▶ [Data to process]
>>>

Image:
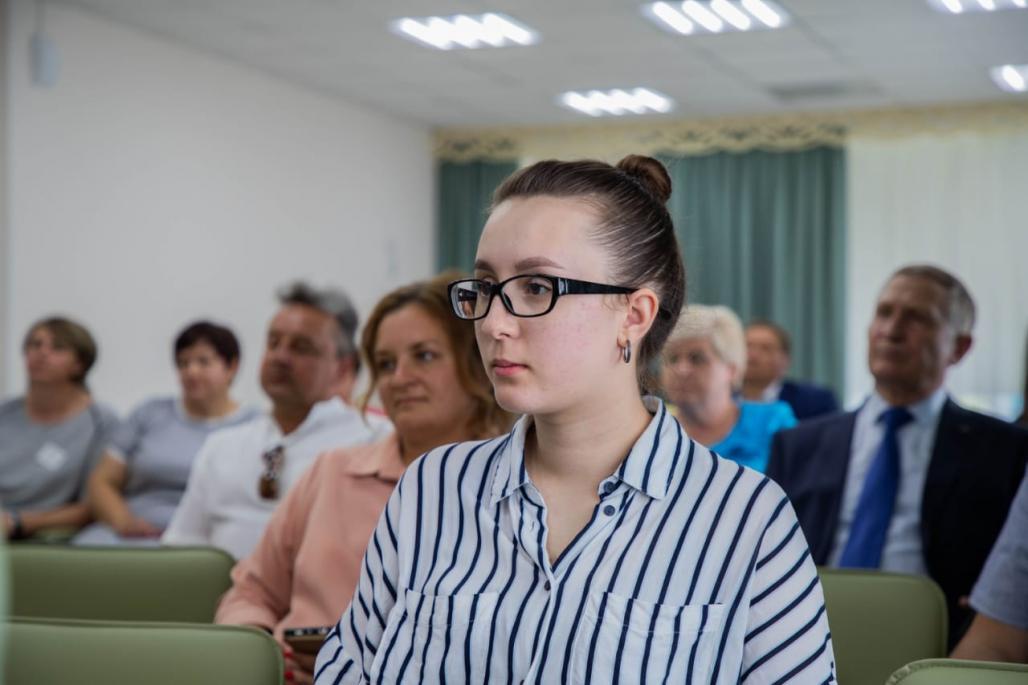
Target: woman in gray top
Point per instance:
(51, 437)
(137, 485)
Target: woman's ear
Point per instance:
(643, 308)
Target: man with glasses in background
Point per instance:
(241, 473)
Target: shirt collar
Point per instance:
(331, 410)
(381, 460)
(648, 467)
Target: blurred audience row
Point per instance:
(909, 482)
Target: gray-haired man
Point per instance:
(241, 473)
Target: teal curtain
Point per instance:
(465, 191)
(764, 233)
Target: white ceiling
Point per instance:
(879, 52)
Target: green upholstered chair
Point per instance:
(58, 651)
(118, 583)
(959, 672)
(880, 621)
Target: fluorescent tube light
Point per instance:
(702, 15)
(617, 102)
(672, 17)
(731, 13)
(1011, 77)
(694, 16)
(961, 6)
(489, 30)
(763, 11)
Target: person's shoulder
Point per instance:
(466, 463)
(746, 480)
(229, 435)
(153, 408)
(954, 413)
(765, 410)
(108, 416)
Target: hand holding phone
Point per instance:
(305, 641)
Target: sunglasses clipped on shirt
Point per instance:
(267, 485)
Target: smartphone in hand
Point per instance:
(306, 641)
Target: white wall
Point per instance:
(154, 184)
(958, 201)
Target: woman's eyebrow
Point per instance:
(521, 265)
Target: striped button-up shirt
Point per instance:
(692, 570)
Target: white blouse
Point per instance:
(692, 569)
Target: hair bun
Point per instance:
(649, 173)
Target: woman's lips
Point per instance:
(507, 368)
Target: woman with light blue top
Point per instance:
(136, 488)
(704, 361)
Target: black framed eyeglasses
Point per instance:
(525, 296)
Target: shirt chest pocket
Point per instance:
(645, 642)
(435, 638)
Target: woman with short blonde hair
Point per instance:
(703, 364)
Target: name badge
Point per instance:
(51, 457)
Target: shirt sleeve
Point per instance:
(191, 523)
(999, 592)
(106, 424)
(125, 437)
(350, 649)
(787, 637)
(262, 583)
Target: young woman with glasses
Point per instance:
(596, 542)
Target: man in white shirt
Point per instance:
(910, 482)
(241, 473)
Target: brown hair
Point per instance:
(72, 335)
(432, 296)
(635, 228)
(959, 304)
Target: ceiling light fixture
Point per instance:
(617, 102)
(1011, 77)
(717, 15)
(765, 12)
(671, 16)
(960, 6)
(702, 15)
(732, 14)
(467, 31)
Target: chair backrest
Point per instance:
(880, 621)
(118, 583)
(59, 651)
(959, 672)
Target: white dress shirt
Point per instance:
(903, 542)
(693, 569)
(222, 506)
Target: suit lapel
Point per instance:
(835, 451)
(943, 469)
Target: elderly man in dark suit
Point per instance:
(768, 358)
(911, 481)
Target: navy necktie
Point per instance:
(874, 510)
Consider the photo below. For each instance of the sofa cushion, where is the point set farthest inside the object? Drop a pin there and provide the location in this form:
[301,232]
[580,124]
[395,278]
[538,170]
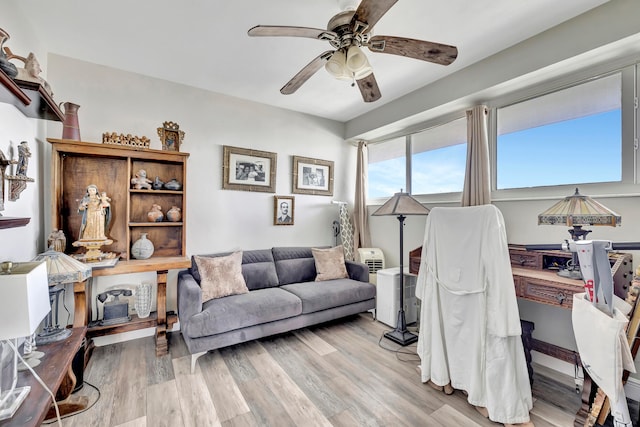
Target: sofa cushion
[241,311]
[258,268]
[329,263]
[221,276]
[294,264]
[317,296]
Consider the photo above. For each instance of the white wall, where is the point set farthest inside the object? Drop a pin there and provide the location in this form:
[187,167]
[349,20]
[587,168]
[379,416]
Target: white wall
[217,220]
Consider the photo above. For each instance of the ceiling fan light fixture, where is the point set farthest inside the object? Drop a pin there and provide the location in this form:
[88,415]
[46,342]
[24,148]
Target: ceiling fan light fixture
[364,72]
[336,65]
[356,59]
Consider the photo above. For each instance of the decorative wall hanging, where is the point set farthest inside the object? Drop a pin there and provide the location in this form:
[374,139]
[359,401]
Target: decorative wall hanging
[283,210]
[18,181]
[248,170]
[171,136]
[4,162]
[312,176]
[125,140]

<<<

▶ [Job]
Every line above should be repeated exactly; pictures stay out of the copy.

▶ [Answer for the task]
Image:
Target: woman in gray top
Point per instance:
(51, 437)
(137, 485)
Target: woman's ear
Point per instance:
(643, 308)
Target: man with glasses in background
Point per instance:
(241, 473)
Target: shirt collar
Point per instance:
(331, 410)
(381, 460)
(648, 467)
Target: blurred audience row
Point per instance:
(909, 482)
Target: gray-haired man
Point per instance:
(241, 473)
Target: teal curtain
Point per instance:
(465, 191)
(764, 233)
Target: white ceiling
Point per instance:
(879, 52)
Target: green upholstered chair
Point per instance:
(58, 651)
(118, 583)
(959, 672)
(880, 621)
Target: fluorescent tube light
Point per instance:
(702, 15)
(617, 102)
(672, 17)
(731, 13)
(1011, 77)
(694, 16)
(961, 6)
(489, 30)
(763, 11)
Target: person's shoulder
Point per instance:
(466, 463)
(746, 480)
(229, 435)
(153, 408)
(954, 413)
(765, 410)
(108, 416)
Target: hand holding phone
Point per instance:
(305, 641)
Target: sunglasses clipped on shirt
Point per instance:
(267, 485)
Target: smartphone in hand
Point per instance:
(306, 641)
Target: white wall
Point per instance:
(154, 184)
(958, 201)
Target: woman's eyebrow
Point per instance:
(521, 265)
Target: striped button-up shirt
Point per instance:
(692, 570)
Target: white blouse
Point per instance:
(692, 569)
Target: hair bun
Point per instance:
(649, 173)
Target: woman's lips
Point per instance:
(507, 368)
Target: woman with light blue top
Point per instance:
(136, 488)
(704, 361)
Target: black framed eyeglasses
Point per instance:
(525, 296)
Target: shirt chest pocket
Point per instance:
(645, 642)
(435, 638)
Target: woman with short blonde hair
Point per instance:
(703, 364)
Target: name badge
Point per instance:
(51, 457)
Target: shirt sleeve
Point per instance:
(191, 523)
(999, 592)
(106, 424)
(125, 437)
(350, 649)
(787, 637)
(262, 583)
Target: young woman with glasses
Point per instance:
(596, 542)
Target: man in white shirt
Point per instance:
(910, 482)
(241, 473)
Target: brown hair
Point per instance:
(72, 335)
(432, 296)
(635, 228)
(959, 304)
Target: ceiling light fixture
Point per instance:
(617, 102)
(1011, 77)
(717, 15)
(765, 12)
(671, 16)
(960, 6)
(702, 15)
(732, 14)
(467, 31)
Target: chair backrest
Point per instance:
(880, 621)
(118, 583)
(59, 651)
(959, 672)
Target: white dress shirt
Point per instance:
(903, 542)
(693, 569)
(222, 506)
Target: suit lapel
Point per instance:
(835, 451)
(943, 469)
Target: elderly man in dark suit
Point per instance:
(768, 358)
(911, 481)
Target: navy necktie
Point per instance:
(874, 510)
Consider the photo below. For each instance of the sofa cushion, where is the point set farthest inside the object? Drop a pin there and provide the location in this form:
[301,232]
[580,124]
[395,278]
[538,170]
Target: sofa cushion
[241,311]
[258,268]
[329,263]
[221,276]
[294,264]
[317,296]
Consider the photo above. For each instance of the white wall, where is the point set farthest inside the object? Drop a pin there and provide the location in this form:
[187,167]
[349,20]
[587,168]
[379,416]
Target: white wall
[217,220]
Consider the photo above. For each instance of the ceiling fan light fixture, where is the point set farthest inside the object? Drop a pin there and provide the location in this form:
[88,415]
[46,342]
[24,148]
Target: ceiling fan light fixture
[364,72]
[336,65]
[356,59]
Consider the photo above. For each instance of the decorative wall hanging, where is the point set farthest inside the object? Drop a pin there and provide the location in this form:
[374,139]
[359,401]
Target: decorative wall hanging
[283,210]
[18,181]
[248,170]
[171,136]
[4,162]
[312,176]
[125,140]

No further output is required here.